• _WHAT THE TASK REQUIRES_
Determine the number of lines in the data that include the word "white", and write only that number.

##### DATA PROVIDED #####

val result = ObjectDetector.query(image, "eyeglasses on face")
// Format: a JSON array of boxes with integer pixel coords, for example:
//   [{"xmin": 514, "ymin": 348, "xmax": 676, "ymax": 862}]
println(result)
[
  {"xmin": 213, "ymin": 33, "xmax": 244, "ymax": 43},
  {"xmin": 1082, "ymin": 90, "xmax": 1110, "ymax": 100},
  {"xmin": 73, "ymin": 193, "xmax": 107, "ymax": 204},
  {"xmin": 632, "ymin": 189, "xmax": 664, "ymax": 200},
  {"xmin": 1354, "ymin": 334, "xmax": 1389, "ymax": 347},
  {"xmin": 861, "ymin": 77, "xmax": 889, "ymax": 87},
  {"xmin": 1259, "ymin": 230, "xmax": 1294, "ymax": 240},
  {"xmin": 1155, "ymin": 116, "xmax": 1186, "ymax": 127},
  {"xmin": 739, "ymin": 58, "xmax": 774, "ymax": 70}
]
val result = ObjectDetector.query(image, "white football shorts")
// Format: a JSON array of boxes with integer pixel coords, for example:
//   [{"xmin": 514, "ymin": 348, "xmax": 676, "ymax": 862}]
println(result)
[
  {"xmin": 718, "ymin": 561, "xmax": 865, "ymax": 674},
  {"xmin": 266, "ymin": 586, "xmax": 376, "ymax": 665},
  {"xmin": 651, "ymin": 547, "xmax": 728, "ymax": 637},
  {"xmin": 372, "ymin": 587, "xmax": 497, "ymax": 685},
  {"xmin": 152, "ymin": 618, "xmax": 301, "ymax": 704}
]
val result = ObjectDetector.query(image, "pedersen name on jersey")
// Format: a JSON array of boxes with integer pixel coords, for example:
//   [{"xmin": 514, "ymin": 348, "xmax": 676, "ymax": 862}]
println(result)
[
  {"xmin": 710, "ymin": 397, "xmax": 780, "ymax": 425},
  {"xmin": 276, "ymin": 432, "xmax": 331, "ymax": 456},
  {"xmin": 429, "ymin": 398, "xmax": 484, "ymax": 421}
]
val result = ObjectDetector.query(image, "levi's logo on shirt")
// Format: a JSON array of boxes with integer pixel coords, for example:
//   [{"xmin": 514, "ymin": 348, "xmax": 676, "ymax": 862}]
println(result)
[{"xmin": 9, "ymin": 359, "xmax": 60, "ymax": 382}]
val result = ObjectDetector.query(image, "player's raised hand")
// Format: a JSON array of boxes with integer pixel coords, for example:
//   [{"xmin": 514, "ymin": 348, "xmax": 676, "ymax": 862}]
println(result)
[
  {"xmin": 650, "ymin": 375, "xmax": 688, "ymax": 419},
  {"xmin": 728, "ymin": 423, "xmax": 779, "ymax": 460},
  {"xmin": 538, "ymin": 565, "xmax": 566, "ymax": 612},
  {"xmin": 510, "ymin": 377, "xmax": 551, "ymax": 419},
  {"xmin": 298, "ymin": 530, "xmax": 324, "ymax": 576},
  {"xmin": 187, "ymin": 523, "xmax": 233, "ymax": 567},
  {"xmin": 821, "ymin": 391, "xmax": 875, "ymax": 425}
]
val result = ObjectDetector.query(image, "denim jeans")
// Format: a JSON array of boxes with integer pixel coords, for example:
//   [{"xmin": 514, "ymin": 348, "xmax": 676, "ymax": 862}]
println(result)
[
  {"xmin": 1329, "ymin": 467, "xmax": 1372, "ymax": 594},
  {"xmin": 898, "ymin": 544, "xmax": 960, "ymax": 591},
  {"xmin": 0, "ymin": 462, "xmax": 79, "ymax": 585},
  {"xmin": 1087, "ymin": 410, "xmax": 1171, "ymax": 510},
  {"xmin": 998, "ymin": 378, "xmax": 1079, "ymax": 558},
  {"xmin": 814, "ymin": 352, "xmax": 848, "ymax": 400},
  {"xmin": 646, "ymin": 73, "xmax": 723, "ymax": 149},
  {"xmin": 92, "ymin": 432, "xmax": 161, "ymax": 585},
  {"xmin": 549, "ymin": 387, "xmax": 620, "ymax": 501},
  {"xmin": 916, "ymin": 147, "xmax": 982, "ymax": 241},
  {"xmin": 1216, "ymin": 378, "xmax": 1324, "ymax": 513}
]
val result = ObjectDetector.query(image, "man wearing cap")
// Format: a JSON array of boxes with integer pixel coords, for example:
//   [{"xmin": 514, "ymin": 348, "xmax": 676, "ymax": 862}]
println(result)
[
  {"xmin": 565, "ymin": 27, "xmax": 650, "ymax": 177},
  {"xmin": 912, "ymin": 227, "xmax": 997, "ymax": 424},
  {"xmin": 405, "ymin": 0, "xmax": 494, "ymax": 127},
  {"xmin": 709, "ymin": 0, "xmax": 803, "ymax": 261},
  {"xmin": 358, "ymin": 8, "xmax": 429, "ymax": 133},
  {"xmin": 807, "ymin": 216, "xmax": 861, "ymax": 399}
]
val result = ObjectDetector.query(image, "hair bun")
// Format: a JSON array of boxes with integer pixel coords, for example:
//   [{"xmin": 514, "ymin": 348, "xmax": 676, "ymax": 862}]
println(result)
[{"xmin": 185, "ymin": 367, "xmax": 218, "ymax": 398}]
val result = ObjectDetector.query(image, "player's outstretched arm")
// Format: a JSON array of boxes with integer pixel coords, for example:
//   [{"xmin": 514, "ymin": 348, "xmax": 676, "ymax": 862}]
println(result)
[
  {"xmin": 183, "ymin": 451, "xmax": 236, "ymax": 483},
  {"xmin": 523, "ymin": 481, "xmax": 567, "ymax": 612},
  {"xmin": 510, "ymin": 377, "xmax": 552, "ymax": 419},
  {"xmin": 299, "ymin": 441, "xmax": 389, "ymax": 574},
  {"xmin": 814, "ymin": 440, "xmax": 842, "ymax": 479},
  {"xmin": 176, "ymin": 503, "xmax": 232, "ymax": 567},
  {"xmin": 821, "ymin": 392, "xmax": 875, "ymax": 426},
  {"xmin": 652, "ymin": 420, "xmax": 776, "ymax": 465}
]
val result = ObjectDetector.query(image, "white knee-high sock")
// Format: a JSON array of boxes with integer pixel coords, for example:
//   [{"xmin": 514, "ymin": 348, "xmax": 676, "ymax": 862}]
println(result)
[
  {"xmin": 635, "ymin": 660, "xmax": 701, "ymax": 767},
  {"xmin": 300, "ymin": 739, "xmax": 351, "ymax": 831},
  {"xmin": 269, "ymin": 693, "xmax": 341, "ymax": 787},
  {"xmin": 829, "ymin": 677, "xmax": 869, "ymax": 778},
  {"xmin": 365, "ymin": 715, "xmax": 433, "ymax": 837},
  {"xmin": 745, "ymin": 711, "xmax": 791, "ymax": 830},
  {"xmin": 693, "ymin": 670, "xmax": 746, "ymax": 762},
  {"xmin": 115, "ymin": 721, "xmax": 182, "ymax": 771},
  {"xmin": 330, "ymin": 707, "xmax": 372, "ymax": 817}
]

#####

• _YOUR SOLUTION_
2